▽

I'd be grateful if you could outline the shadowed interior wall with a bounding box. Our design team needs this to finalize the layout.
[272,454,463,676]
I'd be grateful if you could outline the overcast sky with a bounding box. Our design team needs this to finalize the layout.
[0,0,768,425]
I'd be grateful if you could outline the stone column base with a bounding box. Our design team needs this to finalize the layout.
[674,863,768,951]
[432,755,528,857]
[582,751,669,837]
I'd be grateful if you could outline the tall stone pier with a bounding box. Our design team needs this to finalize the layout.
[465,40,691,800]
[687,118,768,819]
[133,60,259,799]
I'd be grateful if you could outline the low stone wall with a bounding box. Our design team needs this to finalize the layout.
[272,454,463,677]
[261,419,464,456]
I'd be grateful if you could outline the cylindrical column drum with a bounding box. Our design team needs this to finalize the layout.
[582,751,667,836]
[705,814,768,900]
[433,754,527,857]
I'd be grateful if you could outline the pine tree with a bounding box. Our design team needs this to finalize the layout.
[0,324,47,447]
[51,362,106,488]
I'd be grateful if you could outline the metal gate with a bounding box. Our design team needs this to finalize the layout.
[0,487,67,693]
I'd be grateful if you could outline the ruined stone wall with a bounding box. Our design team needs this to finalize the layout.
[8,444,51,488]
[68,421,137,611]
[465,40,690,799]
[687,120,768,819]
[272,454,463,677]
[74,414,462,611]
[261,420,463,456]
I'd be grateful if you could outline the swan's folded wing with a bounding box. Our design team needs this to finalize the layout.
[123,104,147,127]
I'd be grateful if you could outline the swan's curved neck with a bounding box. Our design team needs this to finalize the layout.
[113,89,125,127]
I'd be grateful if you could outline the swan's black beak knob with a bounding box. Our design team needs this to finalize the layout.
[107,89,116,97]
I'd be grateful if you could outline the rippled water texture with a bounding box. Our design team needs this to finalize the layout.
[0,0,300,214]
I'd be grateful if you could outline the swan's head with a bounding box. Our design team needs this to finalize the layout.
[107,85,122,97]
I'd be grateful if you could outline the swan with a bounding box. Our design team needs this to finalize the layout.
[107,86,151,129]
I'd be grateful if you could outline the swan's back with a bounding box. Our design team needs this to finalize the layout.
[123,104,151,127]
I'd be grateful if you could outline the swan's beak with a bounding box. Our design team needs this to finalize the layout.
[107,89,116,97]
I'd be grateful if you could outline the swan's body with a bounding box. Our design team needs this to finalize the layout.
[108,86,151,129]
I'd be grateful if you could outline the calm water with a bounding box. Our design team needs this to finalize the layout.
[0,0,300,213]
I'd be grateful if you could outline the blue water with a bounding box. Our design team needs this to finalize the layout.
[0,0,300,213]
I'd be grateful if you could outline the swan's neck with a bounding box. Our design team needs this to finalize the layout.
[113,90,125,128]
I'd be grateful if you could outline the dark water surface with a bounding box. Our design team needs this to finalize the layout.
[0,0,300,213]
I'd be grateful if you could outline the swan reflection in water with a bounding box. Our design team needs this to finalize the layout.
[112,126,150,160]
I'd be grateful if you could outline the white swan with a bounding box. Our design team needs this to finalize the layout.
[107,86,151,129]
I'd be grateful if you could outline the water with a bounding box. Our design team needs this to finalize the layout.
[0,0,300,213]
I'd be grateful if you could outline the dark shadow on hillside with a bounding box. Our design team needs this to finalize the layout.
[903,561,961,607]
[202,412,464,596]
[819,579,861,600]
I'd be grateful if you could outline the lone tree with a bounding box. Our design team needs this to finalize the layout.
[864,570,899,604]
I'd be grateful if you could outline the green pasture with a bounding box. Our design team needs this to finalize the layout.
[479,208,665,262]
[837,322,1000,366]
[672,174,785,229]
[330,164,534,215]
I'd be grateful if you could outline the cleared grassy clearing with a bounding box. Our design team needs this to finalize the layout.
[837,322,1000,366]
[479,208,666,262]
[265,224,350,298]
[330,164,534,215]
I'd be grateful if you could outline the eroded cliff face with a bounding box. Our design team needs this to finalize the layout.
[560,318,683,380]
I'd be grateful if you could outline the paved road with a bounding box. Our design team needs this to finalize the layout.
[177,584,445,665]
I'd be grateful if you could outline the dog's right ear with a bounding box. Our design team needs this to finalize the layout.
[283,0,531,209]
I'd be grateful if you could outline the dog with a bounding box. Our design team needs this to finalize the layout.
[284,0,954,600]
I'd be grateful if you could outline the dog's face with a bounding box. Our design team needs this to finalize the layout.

△

## Goal:
Rewrite every item above as a numbered list, leaving out any blank lines.

## Written answer:
1. I'd be grateful if you could outline the shadowed interior wall with a bounding box. Our design team needs this to finalize the layout.
2. [272,454,463,676]
3. I'd be grateful if you could outline the overcast sky with a bounding box. Our design team needs this to finalize the layout.
4. [0,0,768,425]
5. I'd be grateful if you could outline the stone column base with a bounding box. Our design team needs this to finalize the layout.
6. [674,863,768,951]
7. [432,755,528,857]
8. [582,751,669,837]
9. I'd be grateful if you could outline the tall stone pier with a bounding box. Our design team needs this to finalize the layout.
10. [465,40,691,800]
11. [687,118,768,819]
12. [133,60,259,799]
13. I'd be grateful if you could outline the low stone wall with a bounding box. Our design team needs this to finalize the layout.
14. [272,454,463,677]
15. [261,419,464,456]
16. I'd be grateful if you could outline the cylindrical column drum with a bounding box. Our design team needs this to finalize the layout.
17. [582,751,667,836]
18. [705,814,768,900]
19. [433,754,527,857]
20. I'd be grateful if you could outline the pine tree with a bounding box. Our design team needs this to finalize the layout.
21. [0,324,47,447]
22. [51,362,106,488]
23. I'd be grateful if you could outline the metal gate with a bounding box. Our design team needs this to finalize the layout.
24. [0,487,67,693]
25. I'd be grateful if you could outline the ruined stone wall with a bounding box. Our design team needs this to finalize the layout.
26. [8,444,51,488]
27. [68,421,137,611]
28. [465,40,690,799]
29. [687,120,768,819]
30. [272,454,463,677]
31. [74,414,462,611]
32. [261,420,463,456]
33. I'd be grateful if you could outline the swan's folded wing with a bounding box. Our design team needs this to finalize the layout.
34. [123,104,147,127]
35. I'd be grateful if you could outline the swan's curved neck with a bounding box. Our design team needs this to finalize the layout.
36. [113,89,125,127]
37. I'd be grateful if you could outline the swan's black beak knob with a bounding box. Our design team needs this to finalize the layout.
38. [107,89,116,97]
39. I'd be grateful if you could outline the rippled water texture with a bounding box. Our design team needs this to finalize the layout.
40. [0,0,300,214]
41. I'd be grateful if you could outline the swan's head with a bounding box. Our design team needs this to finalize the layout.
42. [107,85,122,97]
43. I'd be grateful if you could outline the swan with a bounding box. Our design team needs this to finalize the layout.
44. [107,86,151,129]
45. I'd be grateful if you could outline the swan's back with a bounding box. Our design team needs this to finalize the layout.
46. [123,104,151,127]
47. I'd be grateful if you could outline the swan's beak with a bounding box. Our design team needs this to finalize the layout.
48. [107,89,116,97]
49. I'd be grateful if you could outline the swan's body with a bounding box. Our design team needs this to finalize the layout.
50. [108,86,151,129]
51. I'd be grateful if you could outline the calm water with a bounding box. Our design team needs this to finalize the layout.
52. [0,0,300,213]
53. I'd be grateful if you could outline the blue water with a bounding box. Our design team needs this to finalize the layout.
54. [0,0,300,213]
55. I'd be grateful if you could outline the swan's neck with a bounding box. Our design team needs this to finalize the layout.
56. [113,90,125,128]
57. I'd be grateful if you could outline the dark water surface with a bounding box. Our design team needs this to finalize the layout.
58. [0,0,300,213]
59. I'd be grateful if you could outline the swan reflection in water with a bounding box. Our design team needs this to finalize the layout.
60. [112,126,150,160]
61. I'd be grateful if you could outline the white swan with a bounding box. Our design team needs this to finalize the layout.
62. [107,86,151,129]
63. I'd be grateful if you could outline the water with a bounding box. Our design team needs this to finalize the layout.
64. [0,0,300,213]
65. I'd be grateful if you could outline the dark shadow on hillside with a bounding box. Our design team needs this to finalize the layout.
66. [903,561,961,607]
67. [202,412,464,596]
68. [819,579,861,600]
69. I'd be grateful if you could outline the lone tree with a bounding box. Our design team needs this to finalize the layout.
70. [864,570,899,604]
71. I'd be grateful if you could outline the green pasture with a bounding box. Our design team needs this to finalize the layout.
72. [479,208,665,262]
73. [837,322,1000,366]
74. [672,174,785,229]
75. [330,164,534,215]
76. I'd be grateful if you could outline the cleared grassy clearing with a bounding box. Our design team needs this to finalize the layout.
77. [837,322,1000,366]
78. [479,208,666,262]
79. [265,224,350,298]
80. [330,164,534,215]
81. I'd be grateful if you could outline the eroded cliff face with a bounding box. Our design team needs this to finalize the layout.
82. [560,318,683,380]
83. I'd be grateful if you could outline the paved road with a bounding box. Our design team needs this to finalize the layout.
84. [177,584,445,665]
85. I'd be grateful if you could outline the dog's right ear with a bounding box. Our design team needs this to finalize the layout.
86. [283,0,531,209]
87. I'd be grateful if you could outline the dog with a bounding box. Our design team needs this to finalize the layout.
88. [284,0,954,600]
89. I'd be grateful if you could outline the dog's face with a bounding box. Our design team needs this to finalize the layout.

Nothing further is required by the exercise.